本文中に西暦で書かれている年を、出てくる順にすべて挙げる。

----- 本文

贈呈式は、2005年9月13日(火)に学士会館(東京都千代田区)にて開催しました。
集合写真
◆ まちかどのフィランソロピスト賞
中村 美律子(なかむら みつこ)さん
(大阪府東大阪市)
<贈呈理由>
 
賞状贈呈
中村美律子さんは「NHK紅白歌合戦」に11回の出場を果たした演歌歌手。1950年、東大阪市に五人兄弟の二番目の子どもとして生まれ、幼いときから歌うことが大好きで、歌手になることだけを考えてきたという。
 
小学校2年生のとき、夏祭りの「のど自慢大会」に出場。そのときアコーディオンを演奏していた先生の目に留まり、音楽教室に通い始めるが、中学2年生になると、母親の病気、そして死で家族は離ればなれの生活を余儀なくされ、教室も辞めざるを得なくなった。つらい時期も経験したが、歌を続けたい一心で夏のアルバイトとして河内音頭を始め、高校も自力で卒業。その後も、長く歌を続けられるようにと浪曲を勉強し1986年に春野百合子氏に師事。この年、「中村美律子」と改名して本格的に歌手を目指す覚悟を固め、「恋の肥後つばき」でデビューを果たす。36歳という決して早くはないデビューであった。
 
飲食店やイベント等で地域の人を前に、歌が好きという一心で、歌い続けてきた結果、1992年、初の紅白歌合戦出場を果たす。「目の前で聴いてくれる人のために一生懸命歌い続けるうちに、自分からは遠い世界と思っていた大きな舞台に立つことができた。これも応援してくれた人のおかげ、地域のおかげ」と、翌年、地元の東大阪市でチャリティコンサートを開催。ファンが比較的高齢であることもあり、「高齢者福祉のために」と東大阪市を通じて東大阪市社会福祉協議会へ300万円の寄付を行なった。
 
その後、寄付活動を長く続けていくためには何らかの形に残るものをと考えていた矢先、1993年に発売した盲目の夫を支える夫婦愛を歌った「壷坂情話」がきっかけとなり、盲導犬育成支援を考えた。盲導犬一頭の育成費用が約300万円と知り、コンサートの純益、つましい暮らしの中から差し出されたファンのご祝儀、公演会場に設置した募金箱に寄せられた募金の収益などを盲導犬育成基金として積み立て、寄付を開始。自分の心とファンの心がひとつに結ばれ、その寄付で育てられた盲導犬「ミツコ号」は計22頭、6,600万円にのぼる。

----------
----- 提供資料

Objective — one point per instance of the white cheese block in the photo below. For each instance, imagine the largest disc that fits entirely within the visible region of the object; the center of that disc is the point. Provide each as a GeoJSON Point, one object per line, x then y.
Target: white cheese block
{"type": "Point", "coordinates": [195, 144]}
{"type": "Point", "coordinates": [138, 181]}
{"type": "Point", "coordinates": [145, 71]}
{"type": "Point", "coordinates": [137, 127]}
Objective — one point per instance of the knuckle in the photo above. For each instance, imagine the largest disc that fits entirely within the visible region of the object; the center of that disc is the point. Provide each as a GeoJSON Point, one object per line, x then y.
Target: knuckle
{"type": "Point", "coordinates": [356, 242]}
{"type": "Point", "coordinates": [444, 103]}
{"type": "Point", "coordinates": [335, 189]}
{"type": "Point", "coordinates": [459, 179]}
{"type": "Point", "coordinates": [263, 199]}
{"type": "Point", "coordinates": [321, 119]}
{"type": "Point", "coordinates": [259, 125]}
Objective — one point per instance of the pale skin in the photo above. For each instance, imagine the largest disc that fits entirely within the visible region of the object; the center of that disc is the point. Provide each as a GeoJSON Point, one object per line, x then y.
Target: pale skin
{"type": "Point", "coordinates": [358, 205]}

----------

回答 — 本文に西暦で書かれている年は、2005年、1950年、1986年、1992年、1993年の五つである。